Selected text =
Hey guys,
i just upgraded my application to the most current master code of Tez.
Run into a problem with setting up my custom key comparator.
It implements org.apache.hadoop.conf.Configurable and expects a custom property
in the passed in configuration.
So initially i tried:
JobConf jobConfForShuffleSort = new JobConf();
jobConfForShuffleSort.set(“myCustomProperty”,”value”)
Builder edgeConfBuilder =
OrderedPartitionedKVEdgeConfigurer.newBuilder(keyClassName, valueClassName,
myPartitionerClassName, jobConfForShuffleSort);
But the property does not come through to the instance of
‘myPartitionerClassName’.
Basically i see the comparator instantiated 2 times:
(1) Here the custom property is available:
java.lang.Exception
at myPartitionerClassName.setConf(TezRecordComparator.java:42)
at
org.apache.hadoop.util.ReflectionUtils.setConf(ReflectionUtils.java:73)
at
org.apache.hadoop.util.ReflectionUtils.newInstance(ReflectionUtils.java:133)
at
org.apache.tez.runtime.library.common.ConfigUtils.getIntermediateOutputKeyComparator(ConfigUtils.java:125)
at
org.apache.tez.runtime.library.common.sort.impl.ExternalSorter.<init>(ExternalSorter.java:158)
at
org.apache.tez.runtime.library.common.sort.impl.dflt.DefaultSorter.<init>(DefaultSorter.java:116)
at
org.apache.tez.runtime.library.output.OnFileSortedOutput.start(OnFileSortedOutput.java:109)
at
SimpleVertexProcessor.initializeInputOutputs(SimpleVertexProcessor.java:190)
(2) Here it is not:
java.lang.Exception
at myPartitionerClassName.setConf(TezRecordComparator.java:42)
at
org.apache.hadoop.util.ReflectionUtils.setConf(ReflectionUtils.java:73)
at
org.apache.hadoop.util.ReflectionUtils.newInstance(ReflectionUtils.java:133)
at
org.apache.tez.runtime.library.common.ConfigUtils.getIntermediateInputKeyComparator(ConfigUtils.java:135)

Records provided =

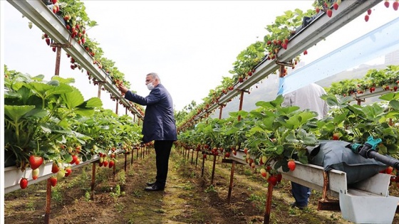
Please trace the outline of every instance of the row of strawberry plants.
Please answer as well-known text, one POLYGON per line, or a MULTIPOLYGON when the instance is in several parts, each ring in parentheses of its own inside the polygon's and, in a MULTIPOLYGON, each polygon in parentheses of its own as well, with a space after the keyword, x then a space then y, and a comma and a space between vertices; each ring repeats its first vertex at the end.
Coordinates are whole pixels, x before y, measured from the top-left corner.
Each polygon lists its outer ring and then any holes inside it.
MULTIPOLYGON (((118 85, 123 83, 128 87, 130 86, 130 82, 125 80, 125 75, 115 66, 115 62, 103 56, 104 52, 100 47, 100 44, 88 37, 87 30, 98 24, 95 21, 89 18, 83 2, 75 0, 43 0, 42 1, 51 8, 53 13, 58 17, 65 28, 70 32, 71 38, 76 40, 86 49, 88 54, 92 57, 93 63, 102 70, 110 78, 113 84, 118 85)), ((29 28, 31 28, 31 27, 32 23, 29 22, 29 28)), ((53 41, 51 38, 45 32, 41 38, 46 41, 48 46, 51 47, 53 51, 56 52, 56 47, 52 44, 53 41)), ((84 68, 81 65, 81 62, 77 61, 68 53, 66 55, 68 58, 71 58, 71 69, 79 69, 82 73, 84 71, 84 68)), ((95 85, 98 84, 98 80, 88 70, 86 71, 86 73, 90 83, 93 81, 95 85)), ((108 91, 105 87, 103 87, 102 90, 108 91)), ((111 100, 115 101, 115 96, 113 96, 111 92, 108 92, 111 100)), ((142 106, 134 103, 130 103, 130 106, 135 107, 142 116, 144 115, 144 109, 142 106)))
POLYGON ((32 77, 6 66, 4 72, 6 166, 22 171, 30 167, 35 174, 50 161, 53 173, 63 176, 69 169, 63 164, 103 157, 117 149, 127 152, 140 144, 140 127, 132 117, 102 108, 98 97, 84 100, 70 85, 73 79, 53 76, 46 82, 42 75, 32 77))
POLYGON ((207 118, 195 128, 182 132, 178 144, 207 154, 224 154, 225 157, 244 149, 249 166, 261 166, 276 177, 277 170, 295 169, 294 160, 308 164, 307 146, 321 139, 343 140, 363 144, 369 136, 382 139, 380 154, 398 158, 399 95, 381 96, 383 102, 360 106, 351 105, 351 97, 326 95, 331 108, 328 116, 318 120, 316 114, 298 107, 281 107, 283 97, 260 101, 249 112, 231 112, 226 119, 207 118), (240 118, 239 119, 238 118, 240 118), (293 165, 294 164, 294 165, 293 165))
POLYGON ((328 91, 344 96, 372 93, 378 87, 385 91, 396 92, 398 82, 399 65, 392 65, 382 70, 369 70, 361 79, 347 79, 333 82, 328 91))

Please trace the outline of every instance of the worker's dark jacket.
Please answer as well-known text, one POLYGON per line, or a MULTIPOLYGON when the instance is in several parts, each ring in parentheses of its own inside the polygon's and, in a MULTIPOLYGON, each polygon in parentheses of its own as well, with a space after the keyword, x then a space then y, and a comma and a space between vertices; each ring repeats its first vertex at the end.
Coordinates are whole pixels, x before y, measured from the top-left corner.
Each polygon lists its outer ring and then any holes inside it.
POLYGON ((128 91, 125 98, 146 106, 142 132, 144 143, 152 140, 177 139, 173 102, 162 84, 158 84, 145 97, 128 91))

Work to complete =
• a. List every distinct Java source file name cited in stack trace (1) of the Tez forum post above, in the order each first appears.
• b. Carry on the Tez forum post about the custom key comparator from its final line, keeping the writer's voice.

Set of answers =
• a.
TezRecordComparator.java
ReflectionUtils.java
ConfigUtils.java
ExternalSorter.java
DefaultSorter.java
OnFileSortedOutput.java
SimpleVertexProcessor.java

• b.
at
org.apache.tez.runtime.library.common.shuffle.impl.MergeManager.finalMerge(MergeManager.java:808)
at
org.apache.tez.runtime.library.common.shuffle.impl.MergeManager.close(MergeManager.java:465)
at
org.apache.tez.runtime.library.common.shuffle.impl.Shuffle$RunShuffleCallable.call(Shuffle.java:344)
Found following workaround:
Configuration payloadConf =
TezUtils.createConfFromUserPayload(edgeProperty.getEdgeDestination().getUserPayload());
payloadConf(“myCustomProperty”,”value”)
edgeProperty.getEdgeDestination().setUserPayload(TezUtils.createUserPayloadFromConf(payloadConf));
I think it boils down to that the property is passed to the edge input but not
to its destination !?
However, is there some smarter way making that property available to all
instantiations of the comparator ?
I tried using
edgeConfBuilder.setAdditionalConfiguration(...)
edgeConfBuilder.configureOutput().setAdditionalConfiguration(…)
but that seems to filter out custom properties.
Also do you plan to use a non-configuration based payload mechanism for the
edge stuff like you did for the input, output, processor ?
Any enlightenment appreciated!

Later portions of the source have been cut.